> _Okuma metni_
━━━━━━━━━━
T.C. YARGITAY
13. Hukuk Dairesi Esas No:2014/19529
Karar No: 2014/20906 Karar Tarihi: 24.06.2014 YARGITAY KARARI
MAHKEMESİ: Şereflikoçhisar 1. Asliye Hukuk Mahkemesi
TARİHİ: 29/01/2013
NUMARASI: 2011/180-2013/76
Taraflar arasındaki alacak davasının yapılan yargılaması sonunda ilamda yazılı nedenlerden dolayı
davanın kısmen kabulüne, kısmen reddine yönelik olarak verilen hükmün süresi içinde davalılar
avukatınca temyiz edilmesi üzerine dosya incelendi gereği konuşulup düşünüldü.
KARAR
Davacı, davalı Y.. A..’ın kızı olan diğer davalı N.. A..’ı, oğlu M. Ö. ile evlendirebilmek için davalı
babaya 6.000,00 TL güvence parası, 6.000,00 TL karşılığında altın ve 3.500,00 TL karşılığında giysi
alınıp teslim edildiğini, davalı N. ile oğlunun evlendiğini ancak davalı Y.. A..’ın resmi nikah
kıydırmadığını, resmi nikah istediklerinde kızının boşandığı eşinden nafaka aldığını ve davalının kızını
alıp götürdüğünü, davalıların kendisini haksız yere 15.500,00 TL zarara uğrattıklarını belirterek
davalılardan 15.500 TL alacağın tahsiline, mahkeme masraflarının davalılara yüklenilmesine karar
verilmesini talep ve dava etmiştir.
━━━━━━━━━━
> _Veri listesi_
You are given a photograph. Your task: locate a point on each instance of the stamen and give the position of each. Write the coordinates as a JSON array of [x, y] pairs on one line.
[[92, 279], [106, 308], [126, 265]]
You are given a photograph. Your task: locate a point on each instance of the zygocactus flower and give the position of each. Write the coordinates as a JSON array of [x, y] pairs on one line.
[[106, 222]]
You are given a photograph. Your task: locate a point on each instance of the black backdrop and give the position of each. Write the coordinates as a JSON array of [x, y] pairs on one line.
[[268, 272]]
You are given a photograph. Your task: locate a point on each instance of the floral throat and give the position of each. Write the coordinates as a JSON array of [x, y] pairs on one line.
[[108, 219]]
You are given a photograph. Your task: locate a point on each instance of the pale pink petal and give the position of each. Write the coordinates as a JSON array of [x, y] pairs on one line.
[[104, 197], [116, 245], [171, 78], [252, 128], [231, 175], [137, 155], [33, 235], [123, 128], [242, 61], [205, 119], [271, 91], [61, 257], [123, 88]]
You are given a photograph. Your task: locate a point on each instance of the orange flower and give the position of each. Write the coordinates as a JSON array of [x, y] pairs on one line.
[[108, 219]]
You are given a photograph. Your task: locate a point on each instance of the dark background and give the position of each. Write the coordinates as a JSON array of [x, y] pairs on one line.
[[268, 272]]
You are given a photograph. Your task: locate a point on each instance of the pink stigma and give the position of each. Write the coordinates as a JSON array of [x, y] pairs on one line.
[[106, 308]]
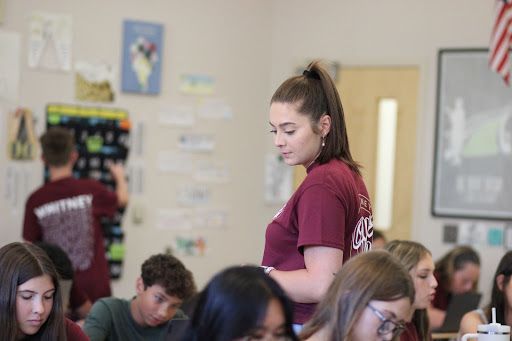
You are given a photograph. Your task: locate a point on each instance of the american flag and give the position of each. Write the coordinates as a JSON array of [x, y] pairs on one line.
[[501, 39]]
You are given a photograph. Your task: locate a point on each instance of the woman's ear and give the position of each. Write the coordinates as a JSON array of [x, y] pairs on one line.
[[325, 125], [499, 281]]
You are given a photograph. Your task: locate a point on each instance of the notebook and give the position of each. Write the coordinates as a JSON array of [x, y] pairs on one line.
[[175, 329], [458, 306]]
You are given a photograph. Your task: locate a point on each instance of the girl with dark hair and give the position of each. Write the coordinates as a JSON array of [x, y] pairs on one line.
[[30, 298], [501, 299], [417, 260], [457, 272], [329, 217], [241, 303], [369, 300]]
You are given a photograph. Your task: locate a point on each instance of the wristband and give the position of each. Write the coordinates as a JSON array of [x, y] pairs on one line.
[[267, 269]]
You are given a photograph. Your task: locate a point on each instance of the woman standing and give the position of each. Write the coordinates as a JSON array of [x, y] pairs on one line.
[[417, 260], [329, 218]]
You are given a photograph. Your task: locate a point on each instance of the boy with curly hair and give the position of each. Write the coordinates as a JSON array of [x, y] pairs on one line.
[[164, 284]]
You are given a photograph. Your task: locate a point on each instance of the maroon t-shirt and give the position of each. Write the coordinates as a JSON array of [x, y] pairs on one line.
[[74, 332], [330, 208], [67, 213]]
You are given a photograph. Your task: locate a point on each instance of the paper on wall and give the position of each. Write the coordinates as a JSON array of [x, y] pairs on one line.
[[472, 233], [172, 162], [193, 195], [9, 65], [177, 115], [211, 172], [197, 84], [196, 142], [210, 218], [50, 40], [214, 108], [176, 219]]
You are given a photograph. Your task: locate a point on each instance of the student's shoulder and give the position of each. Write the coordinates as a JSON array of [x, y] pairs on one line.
[[74, 332]]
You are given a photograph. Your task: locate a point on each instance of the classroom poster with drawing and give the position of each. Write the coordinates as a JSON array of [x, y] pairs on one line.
[[50, 38], [473, 139], [142, 57]]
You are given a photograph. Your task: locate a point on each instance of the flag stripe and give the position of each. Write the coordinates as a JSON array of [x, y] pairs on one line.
[[501, 39]]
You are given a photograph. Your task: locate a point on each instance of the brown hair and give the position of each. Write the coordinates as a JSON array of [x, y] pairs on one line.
[[167, 271], [374, 275], [455, 260], [57, 144], [19, 263], [315, 95], [410, 253]]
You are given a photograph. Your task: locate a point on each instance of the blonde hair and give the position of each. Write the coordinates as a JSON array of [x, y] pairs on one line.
[[375, 275]]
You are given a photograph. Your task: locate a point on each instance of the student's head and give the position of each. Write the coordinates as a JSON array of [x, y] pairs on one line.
[[369, 288], [459, 270], [417, 260], [241, 303], [30, 300], [58, 145], [162, 287], [307, 119], [501, 296], [378, 240]]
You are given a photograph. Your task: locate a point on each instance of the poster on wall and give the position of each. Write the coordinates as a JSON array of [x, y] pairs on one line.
[[94, 81], [473, 154], [50, 38], [142, 57], [9, 65], [101, 137]]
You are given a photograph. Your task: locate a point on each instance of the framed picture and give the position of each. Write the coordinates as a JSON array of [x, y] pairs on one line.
[[473, 145], [142, 57]]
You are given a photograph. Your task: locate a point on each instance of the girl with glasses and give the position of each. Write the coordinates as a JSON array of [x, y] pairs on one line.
[[418, 261], [501, 299], [30, 297], [241, 304], [370, 299]]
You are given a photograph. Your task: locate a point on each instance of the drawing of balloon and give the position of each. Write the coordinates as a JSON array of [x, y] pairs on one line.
[[143, 56]]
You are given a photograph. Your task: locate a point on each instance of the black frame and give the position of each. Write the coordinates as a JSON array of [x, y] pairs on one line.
[[472, 175]]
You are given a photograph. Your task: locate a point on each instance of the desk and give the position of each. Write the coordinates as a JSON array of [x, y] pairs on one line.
[[439, 336]]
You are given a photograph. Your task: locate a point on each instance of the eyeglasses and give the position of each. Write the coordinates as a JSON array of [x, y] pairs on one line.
[[387, 326], [267, 337]]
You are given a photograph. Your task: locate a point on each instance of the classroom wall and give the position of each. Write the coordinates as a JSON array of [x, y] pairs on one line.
[[250, 47], [229, 40]]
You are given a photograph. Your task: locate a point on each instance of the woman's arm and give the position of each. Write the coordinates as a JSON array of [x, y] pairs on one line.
[[469, 324], [310, 285]]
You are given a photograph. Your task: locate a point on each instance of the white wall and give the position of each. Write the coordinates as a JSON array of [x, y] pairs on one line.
[[249, 46], [228, 39]]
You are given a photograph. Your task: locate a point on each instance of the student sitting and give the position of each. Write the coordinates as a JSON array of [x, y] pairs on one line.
[[162, 287], [30, 297], [75, 301], [370, 299], [416, 259], [241, 303], [500, 299]]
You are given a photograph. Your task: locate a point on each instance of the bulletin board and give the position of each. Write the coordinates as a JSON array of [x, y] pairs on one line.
[[101, 135]]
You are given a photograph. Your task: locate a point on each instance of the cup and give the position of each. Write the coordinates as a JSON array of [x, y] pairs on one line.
[[490, 332]]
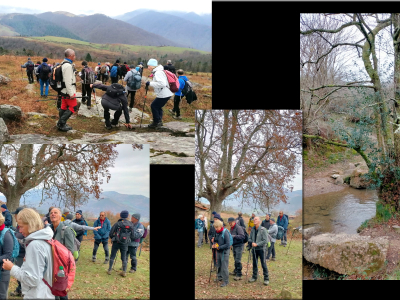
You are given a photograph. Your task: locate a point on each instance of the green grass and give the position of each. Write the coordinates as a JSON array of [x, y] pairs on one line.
[[113, 47], [93, 282], [284, 273]]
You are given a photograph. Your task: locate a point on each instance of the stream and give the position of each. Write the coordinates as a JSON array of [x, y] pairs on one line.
[[340, 212]]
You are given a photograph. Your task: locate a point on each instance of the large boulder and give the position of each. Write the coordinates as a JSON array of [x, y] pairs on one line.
[[4, 137], [347, 253], [10, 112]]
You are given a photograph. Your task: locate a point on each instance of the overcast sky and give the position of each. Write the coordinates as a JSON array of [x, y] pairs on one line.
[[110, 8]]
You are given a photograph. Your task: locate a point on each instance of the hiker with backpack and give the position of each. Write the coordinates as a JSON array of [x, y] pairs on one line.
[[21, 254], [38, 261], [272, 231], [101, 236], [7, 216], [121, 235], [69, 104], [162, 90], [44, 71], [199, 225], [283, 220], [133, 82], [170, 67], [30, 67], [138, 232], [115, 72], [88, 78], [35, 70], [114, 99], [222, 243], [238, 236], [258, 241]]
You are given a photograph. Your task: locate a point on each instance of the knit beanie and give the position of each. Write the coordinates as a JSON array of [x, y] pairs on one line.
[[124, 214], [152, 62]]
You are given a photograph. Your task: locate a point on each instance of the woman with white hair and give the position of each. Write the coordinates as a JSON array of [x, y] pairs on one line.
━━━━━━━━━━
> _Alıştırma yönergesi_
Yargıtay kararında davacının davalı babaya teslim edildiğini söylediği kalemleri, her birinin tutarıyla birlikte sıralayın. Buradaki malzeme, Yargıtay kararından ayrı ve bağımsızdır.

> _Çözüm_
- Güvence parası: 6.000,00 TL
- Altın: 6.000,00 TL karşılığında
- Giysi: 3.500,00 TL karşılığında